### ITEMS
>> BEGIN

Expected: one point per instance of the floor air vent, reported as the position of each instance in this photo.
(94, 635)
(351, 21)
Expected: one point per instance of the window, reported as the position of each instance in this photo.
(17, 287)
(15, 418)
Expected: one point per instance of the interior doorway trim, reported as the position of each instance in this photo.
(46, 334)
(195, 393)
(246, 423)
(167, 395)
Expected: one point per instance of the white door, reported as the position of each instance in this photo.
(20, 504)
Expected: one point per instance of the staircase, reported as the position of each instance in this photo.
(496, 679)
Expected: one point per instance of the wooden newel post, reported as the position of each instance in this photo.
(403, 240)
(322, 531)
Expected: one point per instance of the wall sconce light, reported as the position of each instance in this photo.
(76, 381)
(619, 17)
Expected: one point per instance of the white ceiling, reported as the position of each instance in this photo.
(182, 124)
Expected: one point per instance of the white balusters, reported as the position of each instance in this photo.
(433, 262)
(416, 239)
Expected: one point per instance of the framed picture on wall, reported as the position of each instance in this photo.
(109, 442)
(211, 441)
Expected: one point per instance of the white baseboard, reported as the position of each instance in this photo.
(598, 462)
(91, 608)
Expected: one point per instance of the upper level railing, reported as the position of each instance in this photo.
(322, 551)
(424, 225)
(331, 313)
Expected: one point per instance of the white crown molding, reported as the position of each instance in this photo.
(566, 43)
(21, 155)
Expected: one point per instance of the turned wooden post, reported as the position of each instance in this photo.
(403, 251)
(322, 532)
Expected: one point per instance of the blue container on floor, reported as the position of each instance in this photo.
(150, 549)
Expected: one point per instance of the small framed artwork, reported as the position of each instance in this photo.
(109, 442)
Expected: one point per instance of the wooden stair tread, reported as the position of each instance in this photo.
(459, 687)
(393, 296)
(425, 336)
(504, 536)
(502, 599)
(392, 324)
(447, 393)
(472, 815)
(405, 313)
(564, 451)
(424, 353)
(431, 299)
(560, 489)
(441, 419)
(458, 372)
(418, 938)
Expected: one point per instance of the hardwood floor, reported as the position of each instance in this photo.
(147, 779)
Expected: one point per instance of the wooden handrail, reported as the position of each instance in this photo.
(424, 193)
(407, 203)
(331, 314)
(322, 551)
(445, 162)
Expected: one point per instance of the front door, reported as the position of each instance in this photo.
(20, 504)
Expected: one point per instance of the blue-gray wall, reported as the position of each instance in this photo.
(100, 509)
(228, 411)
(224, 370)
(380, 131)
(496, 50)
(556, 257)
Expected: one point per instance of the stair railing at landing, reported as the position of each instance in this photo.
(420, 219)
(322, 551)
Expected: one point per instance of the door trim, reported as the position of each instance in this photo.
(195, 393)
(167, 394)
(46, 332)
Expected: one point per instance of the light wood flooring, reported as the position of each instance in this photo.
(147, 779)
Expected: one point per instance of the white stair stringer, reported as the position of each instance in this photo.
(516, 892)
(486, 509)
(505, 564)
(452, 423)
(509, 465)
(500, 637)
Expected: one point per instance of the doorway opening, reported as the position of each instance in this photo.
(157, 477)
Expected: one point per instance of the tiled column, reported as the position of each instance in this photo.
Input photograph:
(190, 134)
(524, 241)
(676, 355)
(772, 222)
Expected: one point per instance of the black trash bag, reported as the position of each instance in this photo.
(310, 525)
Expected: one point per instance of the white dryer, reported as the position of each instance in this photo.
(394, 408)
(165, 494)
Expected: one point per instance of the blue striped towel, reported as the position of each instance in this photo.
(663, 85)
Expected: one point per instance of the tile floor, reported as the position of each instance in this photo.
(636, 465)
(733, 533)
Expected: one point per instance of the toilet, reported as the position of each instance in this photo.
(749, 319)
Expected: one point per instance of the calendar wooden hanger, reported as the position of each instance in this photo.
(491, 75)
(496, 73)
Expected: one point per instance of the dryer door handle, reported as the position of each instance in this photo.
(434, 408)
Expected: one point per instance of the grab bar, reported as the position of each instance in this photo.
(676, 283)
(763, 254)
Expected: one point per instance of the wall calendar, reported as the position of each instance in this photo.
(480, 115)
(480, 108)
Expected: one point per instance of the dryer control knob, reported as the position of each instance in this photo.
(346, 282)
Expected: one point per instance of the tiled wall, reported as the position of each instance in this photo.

>> END
>> BEGIN

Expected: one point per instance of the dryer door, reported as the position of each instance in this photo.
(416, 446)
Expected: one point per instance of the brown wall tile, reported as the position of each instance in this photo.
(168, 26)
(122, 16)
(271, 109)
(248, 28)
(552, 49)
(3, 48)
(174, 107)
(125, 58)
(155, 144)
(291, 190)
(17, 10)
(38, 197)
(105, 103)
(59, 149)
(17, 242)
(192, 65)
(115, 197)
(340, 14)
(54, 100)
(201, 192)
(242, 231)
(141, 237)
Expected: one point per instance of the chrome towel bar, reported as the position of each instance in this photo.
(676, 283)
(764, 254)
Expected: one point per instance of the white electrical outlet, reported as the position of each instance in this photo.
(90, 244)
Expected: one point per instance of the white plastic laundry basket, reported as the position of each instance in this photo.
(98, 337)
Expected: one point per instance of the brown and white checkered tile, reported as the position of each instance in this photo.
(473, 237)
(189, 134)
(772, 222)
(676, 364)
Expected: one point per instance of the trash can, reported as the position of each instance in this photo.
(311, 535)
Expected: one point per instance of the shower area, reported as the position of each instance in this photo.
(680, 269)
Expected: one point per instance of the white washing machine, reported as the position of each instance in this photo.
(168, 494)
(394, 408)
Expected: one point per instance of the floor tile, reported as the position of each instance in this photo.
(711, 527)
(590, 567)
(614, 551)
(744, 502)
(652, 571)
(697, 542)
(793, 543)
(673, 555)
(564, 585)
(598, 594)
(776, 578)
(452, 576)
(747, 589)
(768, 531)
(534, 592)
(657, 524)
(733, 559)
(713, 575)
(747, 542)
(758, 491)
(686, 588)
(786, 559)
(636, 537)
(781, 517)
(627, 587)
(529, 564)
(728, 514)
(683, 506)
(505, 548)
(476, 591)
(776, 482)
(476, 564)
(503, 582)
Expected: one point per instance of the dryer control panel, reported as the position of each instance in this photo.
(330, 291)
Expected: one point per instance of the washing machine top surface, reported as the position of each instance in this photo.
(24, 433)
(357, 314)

>> END

### TASK TO CARRY OUT
Count the rows above in which the string "machine" appears, with case taken into account, and reply with the number alone.

### OUTPUT BELOW
2